-- SOURCE DOCUMENT --
2012-04-14 Thread hamann . w
 
 haman...@t-online.de writes:
  Tom Lane wrote:
  If you want it to be bulletproof, what I'd think about is something like
 WHERE second.path LIKE quote_like(first.path)||'%'
 
  Just out of curiosity: wouldn't that (as well as using non-static like)
  be an enormous performance problem?
 
 Well, it won't be free, but I think you've already doomed yourself to
 a not-very-bright plan by using LIKE in this way at all.
 
 In any case, as a wise man once said, you can make it run arbitrarily
 fast if it doesn't have to give the right answer.  Correctness trumps
 any micro-optimization questions, so if you have to have prefix matching
 of this sort, it's gonna cost ya somehow.
 

Hi Tom,

I just stumbled across this question because I regularly come across problems 
that,
at first, look like they should be solved with non-static LIKE or REGEX patterns

I actually have two situations where I would need a better plan. One is, 
fortunately,
fairly static (mostly lookups, hardly inserts) for name matches. Many famous 
people
appear in different spellings, say these two musicians
Franz|Ferenc Liszt
Fr(e|y)der(ic|yk) Chopin
So the first plan would be to regex-compare the sought name against the first 
name (or last name)

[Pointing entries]
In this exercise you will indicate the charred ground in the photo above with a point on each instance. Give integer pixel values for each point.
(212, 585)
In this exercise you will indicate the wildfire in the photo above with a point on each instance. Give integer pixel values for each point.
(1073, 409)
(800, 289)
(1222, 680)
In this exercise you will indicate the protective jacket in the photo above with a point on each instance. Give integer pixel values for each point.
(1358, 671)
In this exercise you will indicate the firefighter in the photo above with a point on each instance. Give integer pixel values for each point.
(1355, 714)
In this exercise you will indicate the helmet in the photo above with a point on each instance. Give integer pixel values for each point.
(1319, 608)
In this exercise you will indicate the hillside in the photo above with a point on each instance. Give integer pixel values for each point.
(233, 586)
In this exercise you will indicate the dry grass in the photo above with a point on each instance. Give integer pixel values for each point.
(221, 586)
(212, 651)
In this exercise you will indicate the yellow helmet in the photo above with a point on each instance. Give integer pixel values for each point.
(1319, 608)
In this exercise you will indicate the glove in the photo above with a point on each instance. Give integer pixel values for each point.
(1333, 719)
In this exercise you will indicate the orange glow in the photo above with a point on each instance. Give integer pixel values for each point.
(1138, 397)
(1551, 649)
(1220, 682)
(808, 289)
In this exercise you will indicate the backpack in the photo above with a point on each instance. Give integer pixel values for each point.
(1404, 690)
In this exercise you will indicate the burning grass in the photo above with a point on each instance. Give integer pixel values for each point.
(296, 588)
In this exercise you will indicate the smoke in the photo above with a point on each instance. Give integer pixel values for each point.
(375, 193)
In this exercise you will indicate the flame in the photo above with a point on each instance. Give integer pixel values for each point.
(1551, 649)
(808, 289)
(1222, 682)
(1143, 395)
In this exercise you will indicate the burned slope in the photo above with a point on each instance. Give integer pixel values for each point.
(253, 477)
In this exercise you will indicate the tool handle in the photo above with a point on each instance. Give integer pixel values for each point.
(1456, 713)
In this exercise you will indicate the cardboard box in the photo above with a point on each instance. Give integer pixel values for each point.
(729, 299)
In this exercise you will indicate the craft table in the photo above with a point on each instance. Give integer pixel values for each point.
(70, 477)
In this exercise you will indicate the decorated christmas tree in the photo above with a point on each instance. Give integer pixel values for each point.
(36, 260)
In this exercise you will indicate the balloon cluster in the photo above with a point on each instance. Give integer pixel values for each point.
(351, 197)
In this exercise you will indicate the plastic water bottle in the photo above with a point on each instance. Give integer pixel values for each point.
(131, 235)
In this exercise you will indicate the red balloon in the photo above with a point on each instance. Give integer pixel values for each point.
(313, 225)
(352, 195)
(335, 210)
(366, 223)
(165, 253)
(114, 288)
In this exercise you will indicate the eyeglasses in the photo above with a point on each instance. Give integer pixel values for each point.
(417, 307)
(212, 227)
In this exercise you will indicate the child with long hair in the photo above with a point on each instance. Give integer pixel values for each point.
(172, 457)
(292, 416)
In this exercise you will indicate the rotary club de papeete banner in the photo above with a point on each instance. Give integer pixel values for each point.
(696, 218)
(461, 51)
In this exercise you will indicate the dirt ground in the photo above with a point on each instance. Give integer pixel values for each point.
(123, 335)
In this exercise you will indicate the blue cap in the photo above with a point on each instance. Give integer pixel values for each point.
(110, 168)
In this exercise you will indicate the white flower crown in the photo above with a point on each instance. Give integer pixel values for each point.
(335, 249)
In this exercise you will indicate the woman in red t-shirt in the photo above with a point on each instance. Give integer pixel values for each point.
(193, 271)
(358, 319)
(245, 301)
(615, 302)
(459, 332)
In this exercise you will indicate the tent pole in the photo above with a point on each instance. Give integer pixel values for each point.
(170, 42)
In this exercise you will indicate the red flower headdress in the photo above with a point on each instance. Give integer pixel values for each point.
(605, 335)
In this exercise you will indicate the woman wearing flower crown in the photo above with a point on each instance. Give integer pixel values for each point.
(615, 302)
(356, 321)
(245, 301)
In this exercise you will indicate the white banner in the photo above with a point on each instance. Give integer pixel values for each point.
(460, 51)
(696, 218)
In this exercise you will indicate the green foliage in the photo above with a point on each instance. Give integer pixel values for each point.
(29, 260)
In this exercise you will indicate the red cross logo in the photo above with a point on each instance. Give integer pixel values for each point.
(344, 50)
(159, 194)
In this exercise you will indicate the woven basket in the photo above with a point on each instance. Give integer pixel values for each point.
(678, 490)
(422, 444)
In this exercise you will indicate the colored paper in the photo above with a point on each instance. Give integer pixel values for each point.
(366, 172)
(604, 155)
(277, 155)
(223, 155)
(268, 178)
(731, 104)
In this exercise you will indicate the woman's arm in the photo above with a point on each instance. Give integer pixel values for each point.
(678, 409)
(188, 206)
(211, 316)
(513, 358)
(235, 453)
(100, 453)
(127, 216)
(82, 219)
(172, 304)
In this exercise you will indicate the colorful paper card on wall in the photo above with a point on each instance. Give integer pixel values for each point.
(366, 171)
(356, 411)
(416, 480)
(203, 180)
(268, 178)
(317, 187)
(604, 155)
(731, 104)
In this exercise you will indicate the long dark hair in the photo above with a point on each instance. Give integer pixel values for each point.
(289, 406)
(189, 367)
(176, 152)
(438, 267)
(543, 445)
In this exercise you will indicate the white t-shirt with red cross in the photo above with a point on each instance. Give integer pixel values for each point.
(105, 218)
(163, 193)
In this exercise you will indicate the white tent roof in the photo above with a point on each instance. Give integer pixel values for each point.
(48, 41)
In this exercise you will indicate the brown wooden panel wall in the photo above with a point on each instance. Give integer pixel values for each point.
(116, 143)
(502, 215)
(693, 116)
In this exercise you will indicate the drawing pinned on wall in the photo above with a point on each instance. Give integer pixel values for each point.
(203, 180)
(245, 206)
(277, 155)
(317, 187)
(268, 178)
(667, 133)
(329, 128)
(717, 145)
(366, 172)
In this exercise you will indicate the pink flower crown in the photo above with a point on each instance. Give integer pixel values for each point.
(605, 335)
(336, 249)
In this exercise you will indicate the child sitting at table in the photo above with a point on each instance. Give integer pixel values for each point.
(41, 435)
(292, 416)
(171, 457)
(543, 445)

-- AIM OF THE TASK --
Repeat verbatim the part of the mailing-list message about LIKE prefix matching that opens with the words containing "Well, it won't" and closes with "cost ya somehow.". The entries above were drawn from a separate source.

-- ANSWER TO THIS TASK --
Well, it won't be free, but I think you've already doomed yourself to
 a not-very-bright plan by using LIKE in this way at all.
 
 In any case, as a wise man once said, you can make it run arbitrarily
 fast if it doesn't have to give the right answer.  Correctness trumps
 any micro-optimization questions, so if you have to have prefix matching
 of this sort, it's gonna cost ya somehow.